* Instructions for the task *
Repeat the items word for word, from the line containing "Which element on screen is the stone terrace?" through the end of the items, with both of those lines included.

Saved data entries:
═══

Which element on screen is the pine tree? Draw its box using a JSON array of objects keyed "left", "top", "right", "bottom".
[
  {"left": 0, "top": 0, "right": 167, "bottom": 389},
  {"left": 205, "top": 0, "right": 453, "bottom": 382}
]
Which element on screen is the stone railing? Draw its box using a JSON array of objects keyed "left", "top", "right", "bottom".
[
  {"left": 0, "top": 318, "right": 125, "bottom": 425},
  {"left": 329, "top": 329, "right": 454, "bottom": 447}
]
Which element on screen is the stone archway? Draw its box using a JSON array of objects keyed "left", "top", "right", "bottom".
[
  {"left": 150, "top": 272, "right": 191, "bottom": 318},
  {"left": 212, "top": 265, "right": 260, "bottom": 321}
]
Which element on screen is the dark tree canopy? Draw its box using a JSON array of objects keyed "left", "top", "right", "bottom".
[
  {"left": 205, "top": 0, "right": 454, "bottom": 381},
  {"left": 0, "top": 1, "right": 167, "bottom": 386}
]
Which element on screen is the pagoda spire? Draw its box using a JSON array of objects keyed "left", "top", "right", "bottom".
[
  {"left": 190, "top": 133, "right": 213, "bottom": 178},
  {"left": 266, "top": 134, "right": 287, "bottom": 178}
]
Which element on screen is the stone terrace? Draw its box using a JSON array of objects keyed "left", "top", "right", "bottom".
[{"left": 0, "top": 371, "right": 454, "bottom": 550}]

═══

* Worked solution *
Which element on screen is the stone terrace? Draw its box using a JSON array of objects keyed "left", "top", "right", "bottom".
[{"left": 0, "top": 371, "right": 454, "bottom": 550}]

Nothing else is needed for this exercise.